• [EXERCISE BRIEF]: Can you copy every line of the records below word for word, leaving the pictures out of your answer?

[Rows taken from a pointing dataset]
= = = =

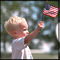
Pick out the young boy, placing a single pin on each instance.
(17, 27)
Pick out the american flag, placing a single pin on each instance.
(52, 11)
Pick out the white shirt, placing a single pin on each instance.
(19, 50)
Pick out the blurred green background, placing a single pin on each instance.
(45, 41)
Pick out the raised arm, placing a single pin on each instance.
(29, 37)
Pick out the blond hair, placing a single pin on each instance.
(13, 23)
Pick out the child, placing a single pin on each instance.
(17, 27)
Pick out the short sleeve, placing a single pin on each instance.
(19, 44)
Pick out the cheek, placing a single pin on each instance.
(24, 33)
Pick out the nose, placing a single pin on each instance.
(27, 32)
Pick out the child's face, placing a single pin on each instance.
(23, 31)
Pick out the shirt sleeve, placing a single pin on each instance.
(19, 44)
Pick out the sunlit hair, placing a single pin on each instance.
(13, 23)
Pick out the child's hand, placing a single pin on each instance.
(41, 24)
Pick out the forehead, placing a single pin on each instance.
(23, 25)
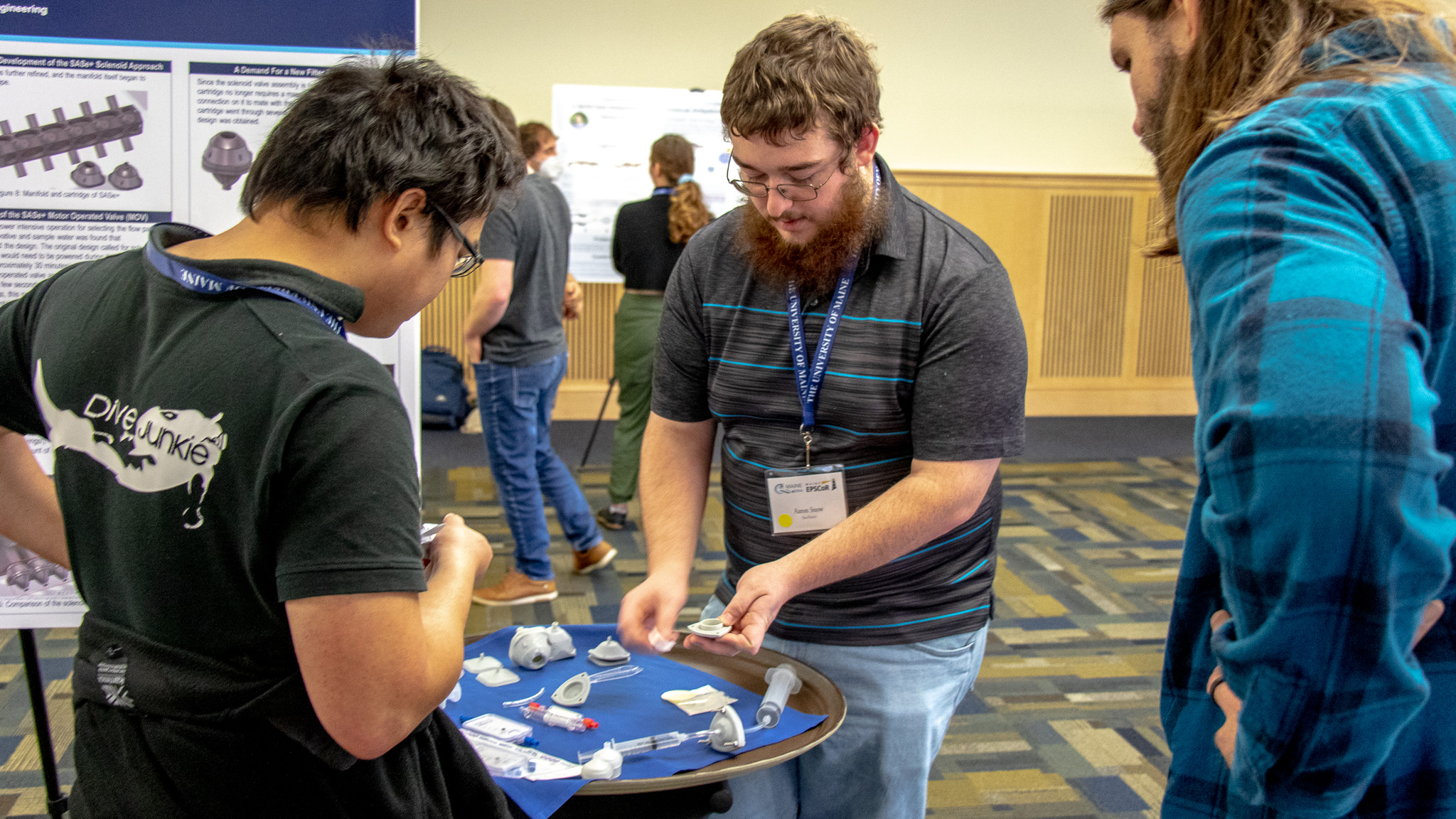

= = = =

• [OUTPUT OF THE TASK]:
Pick out the young boy, placing a single pin on each instance.
(17, 27)
Pick out the american flag, placing a single pin on each instance.
(52, 11)
Pick out the white shirt, placing a single pin on each instance.
(19, 50)
Pick out the blurred green background, placing a single pin on each instance.
(45, 41)
Pick out the raised arm, placing a single pin on each instance.
(29, 37)
Pick out the blond hair, placing a single pin on each instance.
(13, 23)
Pick out the child, placing a single pin on each instance.
(17, 27)
Pick out the short sleeve, placing a single pin on each instance.
(19, 44)
Pick out the cheek, placing a single pin on each instance.
(24, 33)
Pick out the nose, placing a single pin on each instance.
(27, 32)
Pick out the child's face, placing a single pin on each instance.
(23, 31)
Pick out the shirt sleeve, placing a single pin on each instance.
(19, 44)
Pick out the sunlit hair, placing a single pin on each instance.
(13, 23)
Pick out the child's hand, placing a single pin on each instance.
(41, 24)
Pick out the forehead, placing a single pin on each instance.
(23, 25)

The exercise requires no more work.